===== Reading text =====
Winter is the best time for redfish, in my experience. Just head towards the pass and they will be in the bay and in the pass and even out in the gulf - you can sometimes find them schooling on the surface. Troll big cranks for them as you look for birds diving on bait. You won't be able to keep any of these big ones legally. Try fishing the jetties with live bait for slot reds.


----------



## Johnms (Nov 29, 2010)

Trout and redfish like to move in winter to less salty waters or out to the Gulf. Your key to winter fishing: Basstacker66. Find his posts and follow his advice! Article about him

his page Why not hire him for a few hours and he can set you up for each winter!


----------



## freediveit (Dec 9, 2012)

Thank you I will certainly give that a try, I guess the fish would be in Blackwater River as well? Not a bad idea I will check out his page sounds like it would be money well spent, I'm wasting lot of money on gas running around the water. Looking forward to giving it a try.


----------



## Captpaul (Dec 13, 2012)

New to the forum and live in Daphne,al but work on tugboats that go to plant crist up escambia river. We have been catching a lot of redfish and striped bass at the mouth of the power plant slip. Using gulps and dead shrimp both day and night. Good luck. Work your bait slow and on the bottom.


----------



## freediveit (Dec 9, 2012)

Thank you Captpaul hopefully I will be able to get out this weekend and I will give it a try.


----------



## broxs001 (Dec 9, 2011)

Perdido River has been holding alot of nice trout also. If you are fishing Soldiers Creek it would be worth the extra gas money to hit the river. Topwater has been productive early morning. Mid-day switch to something subsurface (Mirrodine by Mirrolure especially). Never hurts to bounce a grub on the bottom (Marsh Works jerk shads and H&H sparkle beetles have done well for me recently). Also, get on google earth and look up 11 mile creek which is a great fall and winter spot for trout and slot redfish. Best of luck!


----------
===== Provided data =====
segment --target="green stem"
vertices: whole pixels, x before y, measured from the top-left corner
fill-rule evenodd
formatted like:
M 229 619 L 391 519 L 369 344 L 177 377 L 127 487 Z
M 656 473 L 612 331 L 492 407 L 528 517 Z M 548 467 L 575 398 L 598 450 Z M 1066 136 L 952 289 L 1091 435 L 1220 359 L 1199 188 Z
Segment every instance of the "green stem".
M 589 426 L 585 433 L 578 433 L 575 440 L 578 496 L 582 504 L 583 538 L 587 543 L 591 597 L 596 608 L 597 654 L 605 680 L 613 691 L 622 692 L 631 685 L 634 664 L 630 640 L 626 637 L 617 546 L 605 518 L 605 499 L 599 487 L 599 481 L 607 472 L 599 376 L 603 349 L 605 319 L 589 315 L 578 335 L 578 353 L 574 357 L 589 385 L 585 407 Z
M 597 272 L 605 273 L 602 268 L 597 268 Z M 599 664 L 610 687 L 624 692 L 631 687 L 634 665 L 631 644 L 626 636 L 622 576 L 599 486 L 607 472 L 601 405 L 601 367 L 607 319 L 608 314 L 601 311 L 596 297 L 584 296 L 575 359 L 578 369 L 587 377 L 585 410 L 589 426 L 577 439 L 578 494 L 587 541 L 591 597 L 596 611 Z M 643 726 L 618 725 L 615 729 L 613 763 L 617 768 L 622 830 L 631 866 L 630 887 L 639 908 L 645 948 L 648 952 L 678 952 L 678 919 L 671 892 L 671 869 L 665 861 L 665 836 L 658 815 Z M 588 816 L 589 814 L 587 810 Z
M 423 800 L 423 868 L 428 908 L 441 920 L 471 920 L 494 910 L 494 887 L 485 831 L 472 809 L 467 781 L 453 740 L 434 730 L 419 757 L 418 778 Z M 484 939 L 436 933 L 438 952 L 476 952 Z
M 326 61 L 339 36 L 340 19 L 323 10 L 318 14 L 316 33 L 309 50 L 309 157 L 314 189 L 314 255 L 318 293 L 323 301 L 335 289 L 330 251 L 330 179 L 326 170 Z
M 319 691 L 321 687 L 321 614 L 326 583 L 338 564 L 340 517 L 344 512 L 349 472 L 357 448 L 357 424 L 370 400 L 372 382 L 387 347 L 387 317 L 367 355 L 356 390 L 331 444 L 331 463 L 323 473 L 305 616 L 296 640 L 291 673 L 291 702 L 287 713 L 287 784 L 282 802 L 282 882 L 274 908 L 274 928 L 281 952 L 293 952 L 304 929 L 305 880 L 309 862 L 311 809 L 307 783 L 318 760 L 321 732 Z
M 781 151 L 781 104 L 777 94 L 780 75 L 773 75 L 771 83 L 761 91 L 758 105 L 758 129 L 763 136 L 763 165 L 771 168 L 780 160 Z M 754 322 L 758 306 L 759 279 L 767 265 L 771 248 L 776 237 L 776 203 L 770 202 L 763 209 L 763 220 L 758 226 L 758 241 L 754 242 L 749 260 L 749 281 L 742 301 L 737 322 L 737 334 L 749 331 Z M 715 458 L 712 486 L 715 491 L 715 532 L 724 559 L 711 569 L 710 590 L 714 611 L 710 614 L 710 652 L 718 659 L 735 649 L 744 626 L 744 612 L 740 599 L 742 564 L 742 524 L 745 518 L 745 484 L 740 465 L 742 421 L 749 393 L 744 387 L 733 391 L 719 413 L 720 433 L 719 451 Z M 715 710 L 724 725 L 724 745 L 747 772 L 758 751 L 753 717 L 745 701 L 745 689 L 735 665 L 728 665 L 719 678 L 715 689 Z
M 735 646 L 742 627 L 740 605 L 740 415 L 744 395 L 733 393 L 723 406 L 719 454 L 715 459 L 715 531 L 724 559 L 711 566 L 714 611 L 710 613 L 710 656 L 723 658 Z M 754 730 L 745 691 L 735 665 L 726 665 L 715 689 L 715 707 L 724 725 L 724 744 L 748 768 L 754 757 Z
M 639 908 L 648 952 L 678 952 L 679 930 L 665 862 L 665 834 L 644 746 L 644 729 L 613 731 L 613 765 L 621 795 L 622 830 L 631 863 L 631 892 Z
=====
● **Short exercise 1**:
Do the following statements agree with the fishing thread? For each, answer yes or no and quote the words of the thread that settle it.
(a) Captpaul says they have been using gulps and dead shrimp only at night.
(b) broxs001 says topwater has been productive early in the morning.
(c) The opening post says the big redfish found in winter can be kept legally.
● **Short exercise 2**:
Print the stretch of the fishing thread from "Perdido River has" through "Best of luck!".

● **Task answer 1**:
(a) No: "Using gulps and dead shrimp both day and night."
(b) Yes: "Topwater has been productive early morning."
(c) No: "You won't be able to keep any of these big ones legally."

● **Task answer 2**:
Perdido River has been holding alot of nice trout also. If you are fishing Soldiers Creek it would be worth the extra gas money to hit the river. Topwater has been productive early morning. Mid-day switch to something subsurface (Mirrodine by Mirrolure especially). Never hurts to bounce a grub on the bottom (Marsh Works jerk shads and H&H sparkle beetles have done well for me recently). Also, get on google earth and look up 11 mile creek which is a great fall and winter spot for trout and slot redfish. Best of luck!